* GIVEN INSTRUCTION
Report how many lines in the records contain the string "wall", counting only case-sensitive matches, and reply with the number alone.

* ENTRIES SHOWN
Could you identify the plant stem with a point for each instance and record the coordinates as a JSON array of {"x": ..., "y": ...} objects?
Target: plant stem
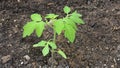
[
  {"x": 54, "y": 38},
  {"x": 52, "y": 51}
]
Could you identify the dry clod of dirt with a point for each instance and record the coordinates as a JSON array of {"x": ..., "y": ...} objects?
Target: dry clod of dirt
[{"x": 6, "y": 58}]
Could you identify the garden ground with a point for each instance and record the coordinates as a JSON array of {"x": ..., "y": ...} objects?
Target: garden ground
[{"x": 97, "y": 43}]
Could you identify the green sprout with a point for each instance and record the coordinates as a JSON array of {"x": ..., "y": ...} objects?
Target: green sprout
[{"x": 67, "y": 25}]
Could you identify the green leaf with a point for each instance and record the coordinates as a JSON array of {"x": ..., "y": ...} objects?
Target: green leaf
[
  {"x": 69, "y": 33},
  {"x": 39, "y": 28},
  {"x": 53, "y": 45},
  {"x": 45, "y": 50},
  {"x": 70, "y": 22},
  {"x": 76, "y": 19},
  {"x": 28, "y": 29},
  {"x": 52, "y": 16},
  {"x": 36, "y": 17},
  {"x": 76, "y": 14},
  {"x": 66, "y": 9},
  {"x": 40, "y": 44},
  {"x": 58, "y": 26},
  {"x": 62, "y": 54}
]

* * *

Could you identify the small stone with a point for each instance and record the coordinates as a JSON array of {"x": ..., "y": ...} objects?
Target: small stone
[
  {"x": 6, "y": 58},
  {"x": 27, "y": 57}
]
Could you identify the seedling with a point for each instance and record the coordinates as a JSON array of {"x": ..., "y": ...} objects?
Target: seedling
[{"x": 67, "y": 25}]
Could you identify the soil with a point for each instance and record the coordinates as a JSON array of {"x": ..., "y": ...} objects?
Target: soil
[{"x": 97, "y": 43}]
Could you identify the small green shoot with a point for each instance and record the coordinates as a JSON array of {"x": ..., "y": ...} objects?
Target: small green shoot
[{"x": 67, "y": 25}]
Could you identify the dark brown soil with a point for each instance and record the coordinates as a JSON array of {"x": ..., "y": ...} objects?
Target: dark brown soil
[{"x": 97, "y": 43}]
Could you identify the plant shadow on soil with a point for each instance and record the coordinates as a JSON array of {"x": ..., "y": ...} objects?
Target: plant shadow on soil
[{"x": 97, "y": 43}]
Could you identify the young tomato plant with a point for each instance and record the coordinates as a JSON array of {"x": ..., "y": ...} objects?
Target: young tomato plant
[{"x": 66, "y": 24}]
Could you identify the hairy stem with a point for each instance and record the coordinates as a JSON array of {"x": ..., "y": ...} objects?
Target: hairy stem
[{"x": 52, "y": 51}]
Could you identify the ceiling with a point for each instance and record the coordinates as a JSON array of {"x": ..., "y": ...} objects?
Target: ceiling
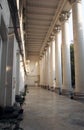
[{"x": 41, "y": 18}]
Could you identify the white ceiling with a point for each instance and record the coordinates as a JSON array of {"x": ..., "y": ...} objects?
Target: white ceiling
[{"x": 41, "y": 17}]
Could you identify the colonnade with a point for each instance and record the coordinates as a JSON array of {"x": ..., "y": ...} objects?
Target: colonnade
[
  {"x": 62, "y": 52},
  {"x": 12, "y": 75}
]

* * *

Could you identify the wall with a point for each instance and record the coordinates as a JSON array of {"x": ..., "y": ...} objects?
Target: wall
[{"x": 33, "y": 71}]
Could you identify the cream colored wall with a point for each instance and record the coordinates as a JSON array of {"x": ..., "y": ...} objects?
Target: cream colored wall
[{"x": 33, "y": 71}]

* WRITTEN ANSWER
4